● Dataset records
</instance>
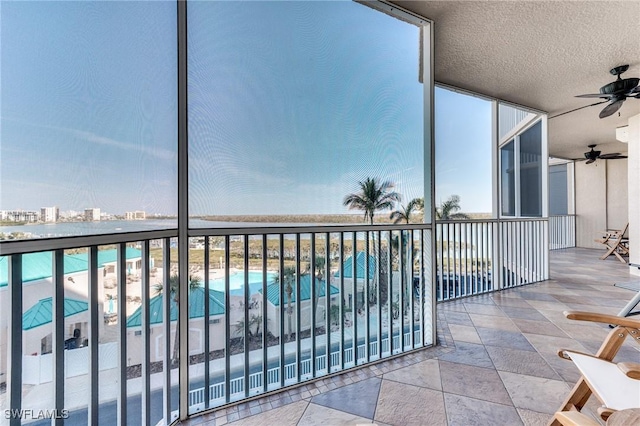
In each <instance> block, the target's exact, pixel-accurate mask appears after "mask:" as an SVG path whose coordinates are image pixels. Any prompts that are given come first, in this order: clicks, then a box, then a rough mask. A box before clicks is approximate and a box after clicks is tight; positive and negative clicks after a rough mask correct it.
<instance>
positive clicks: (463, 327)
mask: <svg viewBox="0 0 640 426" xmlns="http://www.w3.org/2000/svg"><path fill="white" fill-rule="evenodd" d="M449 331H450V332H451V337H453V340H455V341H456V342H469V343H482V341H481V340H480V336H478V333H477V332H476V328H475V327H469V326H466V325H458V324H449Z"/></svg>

* * *

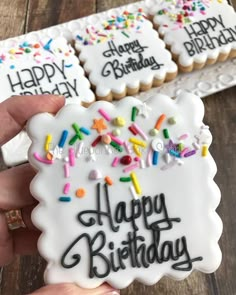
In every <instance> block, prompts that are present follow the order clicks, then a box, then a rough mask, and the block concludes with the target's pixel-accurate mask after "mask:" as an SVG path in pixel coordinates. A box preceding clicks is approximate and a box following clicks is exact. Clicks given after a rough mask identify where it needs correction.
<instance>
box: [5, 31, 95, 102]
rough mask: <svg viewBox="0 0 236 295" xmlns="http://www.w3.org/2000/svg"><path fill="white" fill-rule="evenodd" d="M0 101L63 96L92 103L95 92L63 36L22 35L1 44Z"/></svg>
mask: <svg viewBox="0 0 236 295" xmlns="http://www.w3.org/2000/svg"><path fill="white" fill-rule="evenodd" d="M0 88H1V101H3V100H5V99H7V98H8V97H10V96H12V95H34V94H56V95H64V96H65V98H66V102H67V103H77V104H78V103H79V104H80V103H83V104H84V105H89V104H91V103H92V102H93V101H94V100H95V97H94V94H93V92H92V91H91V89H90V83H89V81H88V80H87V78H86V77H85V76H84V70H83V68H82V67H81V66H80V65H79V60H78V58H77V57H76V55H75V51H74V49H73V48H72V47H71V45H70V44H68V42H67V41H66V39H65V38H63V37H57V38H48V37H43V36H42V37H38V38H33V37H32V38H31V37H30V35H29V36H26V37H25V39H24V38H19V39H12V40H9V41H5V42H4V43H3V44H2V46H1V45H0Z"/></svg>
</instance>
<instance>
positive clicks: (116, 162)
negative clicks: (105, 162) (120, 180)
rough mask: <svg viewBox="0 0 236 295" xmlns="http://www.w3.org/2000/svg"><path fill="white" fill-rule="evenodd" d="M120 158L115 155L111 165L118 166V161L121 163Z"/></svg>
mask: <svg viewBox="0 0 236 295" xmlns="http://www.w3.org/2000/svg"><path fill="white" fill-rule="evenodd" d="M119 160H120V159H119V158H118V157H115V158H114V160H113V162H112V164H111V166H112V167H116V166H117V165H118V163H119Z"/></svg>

* * *

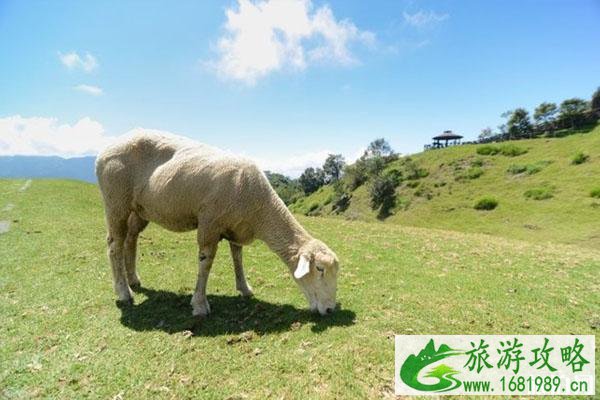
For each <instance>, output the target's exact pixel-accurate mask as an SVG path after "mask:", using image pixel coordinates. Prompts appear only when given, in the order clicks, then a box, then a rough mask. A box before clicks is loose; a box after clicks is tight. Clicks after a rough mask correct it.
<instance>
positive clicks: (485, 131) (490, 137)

● Assigned task
State how many lines in the entries hold "negative", please, with no other words.

● Answer to this problem
2